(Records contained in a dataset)
━━━━━━━━━━━━━━━━
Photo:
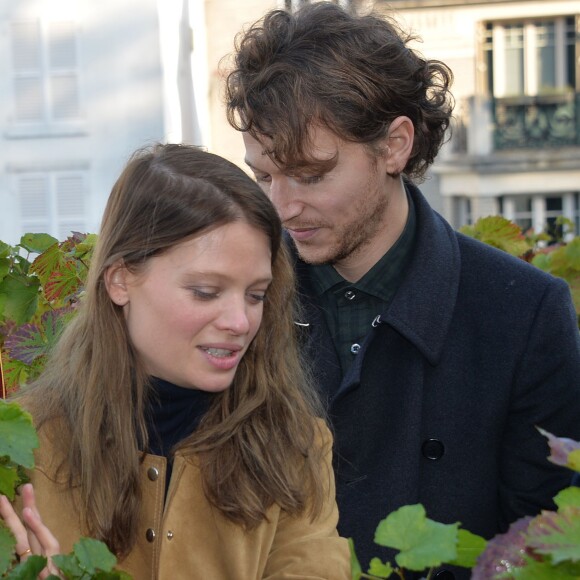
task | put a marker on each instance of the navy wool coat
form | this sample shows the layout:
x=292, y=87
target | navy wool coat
x=440, y=406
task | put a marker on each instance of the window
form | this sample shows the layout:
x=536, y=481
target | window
x=46, y=87
x=539, y=212
x=52, y=203
x=532, y=57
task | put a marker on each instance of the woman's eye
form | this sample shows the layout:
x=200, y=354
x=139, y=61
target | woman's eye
x=310, y=179
x=263, y=178
x=257, y=297
x=204, y=294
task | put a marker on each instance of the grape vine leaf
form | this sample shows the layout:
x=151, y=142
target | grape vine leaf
x=563, y=451
x=29, y=569
x=26, y=344
x=469, y=547
x=17, y=434
x=37, y=243
x=62, y=283
x=19, y=297
x=354, y=563
x=423, y=543
x=380, y=569
x=7, y=544
x=556, y=534
x=9, y=479
x=569, y=497
x=503, y=553
x=500, y=233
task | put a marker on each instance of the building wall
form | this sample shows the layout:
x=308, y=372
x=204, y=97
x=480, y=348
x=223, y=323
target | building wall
x=121, y=108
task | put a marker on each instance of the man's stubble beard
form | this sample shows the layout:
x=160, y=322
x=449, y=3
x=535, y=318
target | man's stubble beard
x=355, y=236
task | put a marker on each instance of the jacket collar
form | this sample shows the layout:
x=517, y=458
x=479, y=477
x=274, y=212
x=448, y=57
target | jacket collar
x=423, y=305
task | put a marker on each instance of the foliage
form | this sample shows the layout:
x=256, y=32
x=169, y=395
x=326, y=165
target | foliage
x=89, y=558
x=41, y=281
x=560, y=258
x=423, y=544
x=545, y=547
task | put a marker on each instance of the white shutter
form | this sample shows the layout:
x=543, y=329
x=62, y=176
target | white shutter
x=33, y=193
x=63, y=71
x=27, y=67
x=70, y=203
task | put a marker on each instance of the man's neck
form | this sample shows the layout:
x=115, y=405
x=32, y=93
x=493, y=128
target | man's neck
x=356, y=265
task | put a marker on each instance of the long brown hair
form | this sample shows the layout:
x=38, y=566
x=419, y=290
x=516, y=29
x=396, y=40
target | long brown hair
x=257, y=442
x=353, y=74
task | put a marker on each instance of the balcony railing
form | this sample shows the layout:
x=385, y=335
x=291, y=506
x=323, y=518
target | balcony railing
x=536, y=122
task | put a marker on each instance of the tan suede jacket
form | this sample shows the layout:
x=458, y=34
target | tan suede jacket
x=186, y=537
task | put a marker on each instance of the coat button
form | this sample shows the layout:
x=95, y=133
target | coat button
x=433, y=449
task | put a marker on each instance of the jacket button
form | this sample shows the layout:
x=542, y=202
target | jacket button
x=433, y=449
x=444, y=575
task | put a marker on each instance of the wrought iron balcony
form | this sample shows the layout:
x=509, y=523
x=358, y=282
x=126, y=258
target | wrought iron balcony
x=546, y=121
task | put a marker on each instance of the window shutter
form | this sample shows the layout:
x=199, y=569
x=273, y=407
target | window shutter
x=34, y=203
x=27, y=66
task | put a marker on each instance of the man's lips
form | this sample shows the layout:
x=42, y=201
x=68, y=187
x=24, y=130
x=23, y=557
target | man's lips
x=302, y=234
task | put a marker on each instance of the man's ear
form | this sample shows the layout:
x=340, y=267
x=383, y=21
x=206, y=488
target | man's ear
x=116, y=283
x=400, y=139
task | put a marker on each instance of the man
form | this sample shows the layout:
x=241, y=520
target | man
x=437, y=354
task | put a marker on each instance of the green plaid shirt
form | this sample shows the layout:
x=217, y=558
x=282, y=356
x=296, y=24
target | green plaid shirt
x=350, y=308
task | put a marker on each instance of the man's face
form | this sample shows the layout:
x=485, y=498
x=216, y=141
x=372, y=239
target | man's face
x=335, y=217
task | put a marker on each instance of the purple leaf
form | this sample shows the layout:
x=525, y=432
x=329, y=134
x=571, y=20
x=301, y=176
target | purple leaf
x=503, y=552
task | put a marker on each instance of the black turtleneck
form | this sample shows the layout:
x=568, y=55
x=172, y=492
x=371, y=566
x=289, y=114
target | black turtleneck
x=174, y=414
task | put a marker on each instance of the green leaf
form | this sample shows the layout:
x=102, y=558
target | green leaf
x=469, y=547
x=26, y=344
x=69, y=565
x=29, y=569
x=354, y=563
x=499, y=232
x=94, y=555
x=4, y=267
x=9, y=479
x=15, y=373
x=7, y=546
x=37, y=243
x=422, y=542
x=62, y=283
x=556, y=534
x=568, y=497
x=380, y=569
x=17, y=434
x=20, y=297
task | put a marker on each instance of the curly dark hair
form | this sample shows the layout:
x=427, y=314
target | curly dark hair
x=353, y=74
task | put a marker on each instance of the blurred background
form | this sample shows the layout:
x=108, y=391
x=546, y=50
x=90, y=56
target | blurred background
x=83, y=83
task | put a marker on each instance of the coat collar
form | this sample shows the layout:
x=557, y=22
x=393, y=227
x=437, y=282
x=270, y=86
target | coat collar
x=432, y=279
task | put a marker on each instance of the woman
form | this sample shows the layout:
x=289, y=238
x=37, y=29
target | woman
x=175, y=419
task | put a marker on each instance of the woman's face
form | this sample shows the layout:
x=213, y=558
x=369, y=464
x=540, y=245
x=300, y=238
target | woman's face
x=194, y=310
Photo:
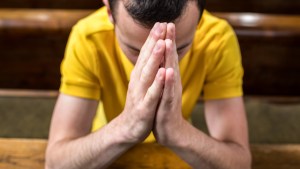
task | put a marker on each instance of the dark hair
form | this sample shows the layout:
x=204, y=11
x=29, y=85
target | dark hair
x=147, y=12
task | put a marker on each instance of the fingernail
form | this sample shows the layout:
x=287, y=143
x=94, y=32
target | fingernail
x=158, y=46
x=158, y=28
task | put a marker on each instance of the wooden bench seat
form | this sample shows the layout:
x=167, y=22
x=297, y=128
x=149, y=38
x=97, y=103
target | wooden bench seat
x=30, y=153
x=32, y=46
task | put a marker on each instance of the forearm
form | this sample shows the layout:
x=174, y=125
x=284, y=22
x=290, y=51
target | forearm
x=202, y=151
x=96, y=150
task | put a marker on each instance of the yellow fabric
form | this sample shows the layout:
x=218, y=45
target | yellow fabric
x=94, y=66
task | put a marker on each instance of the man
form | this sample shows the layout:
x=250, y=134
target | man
x=148, y=78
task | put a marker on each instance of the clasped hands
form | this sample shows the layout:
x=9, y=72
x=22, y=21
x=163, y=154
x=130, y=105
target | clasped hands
x=153, y=101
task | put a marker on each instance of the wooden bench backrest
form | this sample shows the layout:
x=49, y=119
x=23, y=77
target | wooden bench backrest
x=32, y=46
x=258, y=6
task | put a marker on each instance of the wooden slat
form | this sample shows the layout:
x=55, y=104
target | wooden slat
x=32, y=44
x=258, y=6
x=51, y=4
x=29, y=153
x=22, y=153
x=28, y=93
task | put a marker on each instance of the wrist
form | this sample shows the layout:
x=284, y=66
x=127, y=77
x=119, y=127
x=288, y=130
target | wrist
x=174, y=135
x=133, y=131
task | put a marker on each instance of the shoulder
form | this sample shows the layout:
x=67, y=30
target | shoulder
x=213, y=34
x=211, y=24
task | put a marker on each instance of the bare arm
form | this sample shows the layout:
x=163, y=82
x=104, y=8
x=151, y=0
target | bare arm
x=71, y=145
x=226, y=147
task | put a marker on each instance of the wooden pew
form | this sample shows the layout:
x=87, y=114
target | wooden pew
x=30, y=153
x=52, y=4
x=32, y=47
x=257, y=6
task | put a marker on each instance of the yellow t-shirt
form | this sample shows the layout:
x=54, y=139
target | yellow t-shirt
x=94, y=66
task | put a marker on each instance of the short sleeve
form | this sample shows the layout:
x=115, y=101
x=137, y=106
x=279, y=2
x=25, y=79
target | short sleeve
x=224, y=71
x=79, y=67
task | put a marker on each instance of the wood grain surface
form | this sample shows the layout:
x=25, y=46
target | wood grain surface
x=30, y=154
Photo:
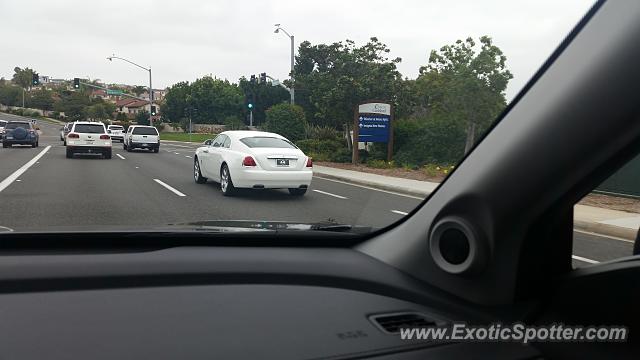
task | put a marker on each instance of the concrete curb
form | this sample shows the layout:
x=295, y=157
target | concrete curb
x=588, y=226
x=373, y=184
x=605, y=229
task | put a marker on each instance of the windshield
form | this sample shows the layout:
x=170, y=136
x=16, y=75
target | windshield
x=341, y=113
x=13, y=125
x=145, y=131
x=88, y=129
x=267, y=142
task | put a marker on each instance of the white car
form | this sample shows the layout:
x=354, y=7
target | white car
x=141, y=137
x=88, y=138
x=116, y=132
x=253, y=159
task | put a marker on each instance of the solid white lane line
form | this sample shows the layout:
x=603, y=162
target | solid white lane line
x=173, y=190
x=13, y=177
x=330, y=194
x=580, y=258
x=369, y=188
x=604, y=236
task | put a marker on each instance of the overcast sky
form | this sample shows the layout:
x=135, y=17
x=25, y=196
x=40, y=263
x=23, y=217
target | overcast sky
x=184, y=40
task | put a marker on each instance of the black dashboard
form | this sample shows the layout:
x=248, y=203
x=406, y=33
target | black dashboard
x=219, y=302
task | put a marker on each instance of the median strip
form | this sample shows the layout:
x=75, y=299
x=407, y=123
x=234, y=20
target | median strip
x=168, y=187
x=330, y=194
x=580, y=258
x=13, y=177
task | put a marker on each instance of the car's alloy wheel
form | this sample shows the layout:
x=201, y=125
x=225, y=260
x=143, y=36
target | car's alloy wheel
x=197, y=174
x=226, y=184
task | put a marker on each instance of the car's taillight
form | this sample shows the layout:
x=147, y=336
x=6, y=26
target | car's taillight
x=248, y=161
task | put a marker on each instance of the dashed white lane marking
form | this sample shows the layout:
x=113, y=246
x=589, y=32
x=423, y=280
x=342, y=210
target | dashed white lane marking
x=168, y=187
x=330, y=194
x=16, y=174
x=580, y=258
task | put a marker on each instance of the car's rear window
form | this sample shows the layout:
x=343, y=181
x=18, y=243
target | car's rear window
x=17, y=125
x=145, y=131
x=89, y=129
x=267, y=142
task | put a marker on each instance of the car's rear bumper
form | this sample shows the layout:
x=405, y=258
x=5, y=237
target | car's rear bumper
x=28, y=141
x=88, y=149
x=144, y=145
x=253, y=178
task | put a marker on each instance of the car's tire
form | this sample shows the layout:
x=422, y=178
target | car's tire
x=297, y=191
x=197, y=174
x=226, y=184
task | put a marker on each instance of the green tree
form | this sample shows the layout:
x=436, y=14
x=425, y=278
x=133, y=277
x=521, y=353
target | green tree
x=262, y=96
x=213, y=100
x=175, y=104
x=287, y=120
x=41, y=99
x=22, y=77
x=466, y=82
x=331, y=79
x=10, y=95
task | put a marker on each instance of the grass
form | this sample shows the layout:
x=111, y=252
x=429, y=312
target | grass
x=185, y=137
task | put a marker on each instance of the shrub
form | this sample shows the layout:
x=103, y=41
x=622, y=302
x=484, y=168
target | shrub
x=286, y=120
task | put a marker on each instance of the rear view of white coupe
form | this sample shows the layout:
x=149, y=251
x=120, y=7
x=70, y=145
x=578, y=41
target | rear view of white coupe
x=254, y=160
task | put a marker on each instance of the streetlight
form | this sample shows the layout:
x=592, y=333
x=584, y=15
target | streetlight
x=291, y=90
x=110, y=58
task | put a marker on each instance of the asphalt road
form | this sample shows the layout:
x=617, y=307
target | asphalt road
x=147, y=190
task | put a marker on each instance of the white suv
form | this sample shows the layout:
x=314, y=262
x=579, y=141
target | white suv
x=141, y=137
x=116, y=132
x=88, y=138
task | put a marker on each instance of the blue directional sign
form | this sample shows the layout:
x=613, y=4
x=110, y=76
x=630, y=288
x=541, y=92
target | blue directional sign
x=373, y=128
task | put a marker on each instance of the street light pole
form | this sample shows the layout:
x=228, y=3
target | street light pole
x=293, y=46
x=110, y=58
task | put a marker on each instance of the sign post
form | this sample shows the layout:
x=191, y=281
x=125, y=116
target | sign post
x=372, y=122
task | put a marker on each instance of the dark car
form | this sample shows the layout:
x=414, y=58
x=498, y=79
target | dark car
x=19, y=133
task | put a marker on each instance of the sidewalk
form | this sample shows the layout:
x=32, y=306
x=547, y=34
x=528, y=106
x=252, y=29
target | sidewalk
x=586, y=218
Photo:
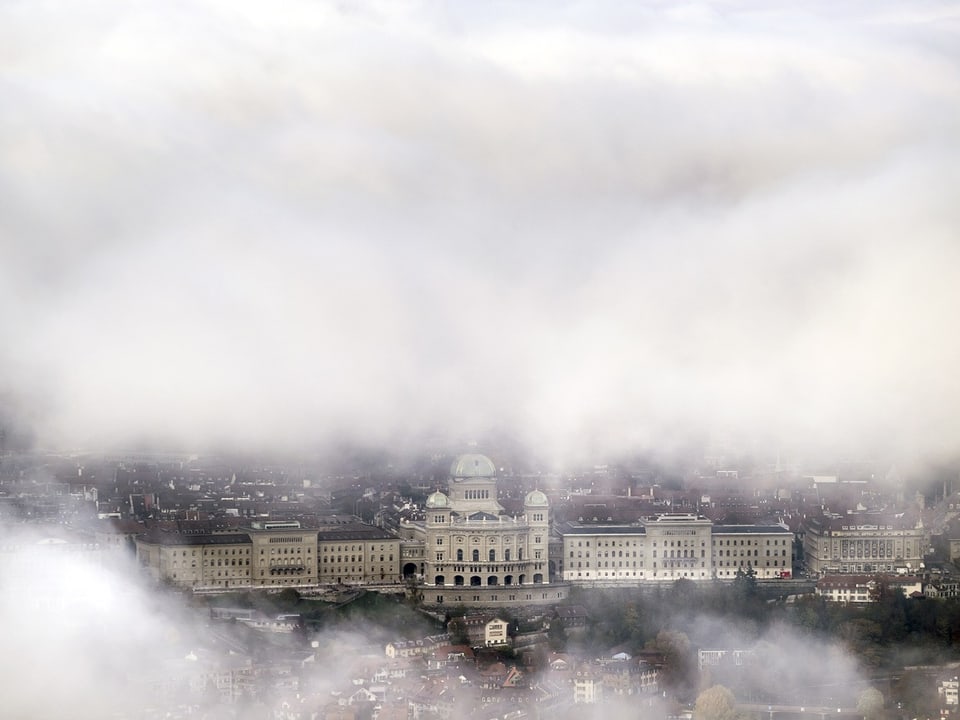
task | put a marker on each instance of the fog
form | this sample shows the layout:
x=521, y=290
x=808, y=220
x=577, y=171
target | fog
x=589, y=226
x=89, y=636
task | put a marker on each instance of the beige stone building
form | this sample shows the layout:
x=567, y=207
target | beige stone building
x=358, y=554
x=669, y=547
x=767, y=550
x=267, y=554
x=862, y=543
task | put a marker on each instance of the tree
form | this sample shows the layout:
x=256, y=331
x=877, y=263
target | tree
x=715, y=703
x=557, y=636
x=675, y=647
x=870, y=704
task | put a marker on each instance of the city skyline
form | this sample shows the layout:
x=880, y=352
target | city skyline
x=587, y=227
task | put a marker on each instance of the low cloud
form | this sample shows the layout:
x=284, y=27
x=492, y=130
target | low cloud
x=588, y=226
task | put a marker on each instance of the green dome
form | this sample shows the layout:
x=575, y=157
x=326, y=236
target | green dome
x=438, y=500
x=473, y=465
x=537, y=499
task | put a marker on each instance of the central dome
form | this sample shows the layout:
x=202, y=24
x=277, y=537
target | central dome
x=473, y=465
x=536, y=498
x=438, y=500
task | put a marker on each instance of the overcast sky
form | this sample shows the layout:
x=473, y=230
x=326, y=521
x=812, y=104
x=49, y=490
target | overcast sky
x=613, y=224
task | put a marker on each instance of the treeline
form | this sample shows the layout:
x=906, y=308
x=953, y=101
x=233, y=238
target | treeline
x=890, y=632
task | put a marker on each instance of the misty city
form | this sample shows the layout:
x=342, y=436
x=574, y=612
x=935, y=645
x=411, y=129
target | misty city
x=430, y=360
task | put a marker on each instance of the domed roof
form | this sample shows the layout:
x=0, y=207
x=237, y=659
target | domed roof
x=537, y=498
x=473, y=465
x=438, y=500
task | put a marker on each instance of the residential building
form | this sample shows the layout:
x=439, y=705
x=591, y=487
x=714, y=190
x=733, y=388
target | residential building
x=854, y=588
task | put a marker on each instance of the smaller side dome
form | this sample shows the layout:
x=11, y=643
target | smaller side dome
x=536, y=498
x=438, y=500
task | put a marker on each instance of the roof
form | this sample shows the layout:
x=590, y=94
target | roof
x=171, y=538
x=750, y=529
x=578, y=529
x=355, y=531
x=473, y=465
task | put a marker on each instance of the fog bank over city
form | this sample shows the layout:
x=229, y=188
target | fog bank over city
x=588, y=226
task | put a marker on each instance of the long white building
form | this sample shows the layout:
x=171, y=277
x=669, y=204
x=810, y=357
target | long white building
x=668, y=547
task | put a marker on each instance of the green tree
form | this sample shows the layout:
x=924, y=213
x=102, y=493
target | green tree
x=716, y=703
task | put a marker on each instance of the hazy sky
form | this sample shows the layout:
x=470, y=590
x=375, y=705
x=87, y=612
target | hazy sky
x=611, y=224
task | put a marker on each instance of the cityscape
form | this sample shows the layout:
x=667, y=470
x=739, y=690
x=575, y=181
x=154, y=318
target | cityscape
x=435, y=360
x=457, y=586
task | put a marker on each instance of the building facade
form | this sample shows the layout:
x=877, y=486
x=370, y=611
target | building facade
x=267, y=554
x=863, y=543
x=669, y=547
x=358, y=554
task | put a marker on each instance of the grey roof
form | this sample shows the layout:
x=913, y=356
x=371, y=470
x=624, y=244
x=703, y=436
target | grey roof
x=577, y=529
x=355, y=532
x=740, y=529
x=170, y=538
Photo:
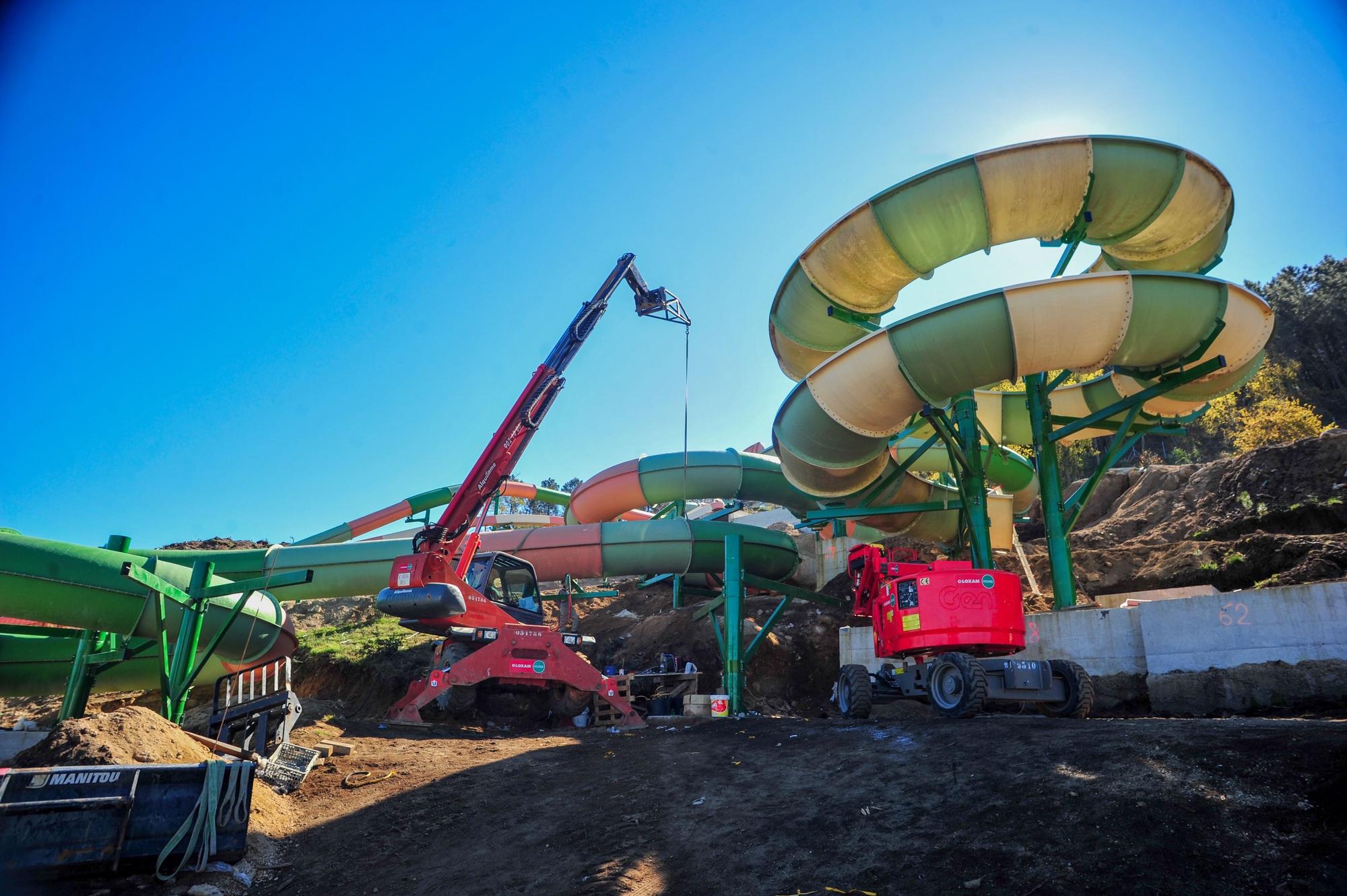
━━━━━━━━━━━━━━━━
> Work to be completed: Find "target | man's face" in the entries above and copy that whole line exactly, then each line after it through the line that contains "the green leaf".

> Answer to the problem:
target | man's face
x=335, y=217
task | put a marker on each instance of the purple leaf
form | this sample shows the layout:
x=525, y=432
x=329, y=134
x=571, y=20
x=301, y=176
target | purple leaf
x=503, y=552
task | put a marker on each instance of the black turtleneck
form | this sample shows the layout:
x=568, y=55
x=172, y=492
x=371, y=566
x=289, y=114
target | black turtleneck
x=174, y=414
task | put a marker on each instance of the green leaf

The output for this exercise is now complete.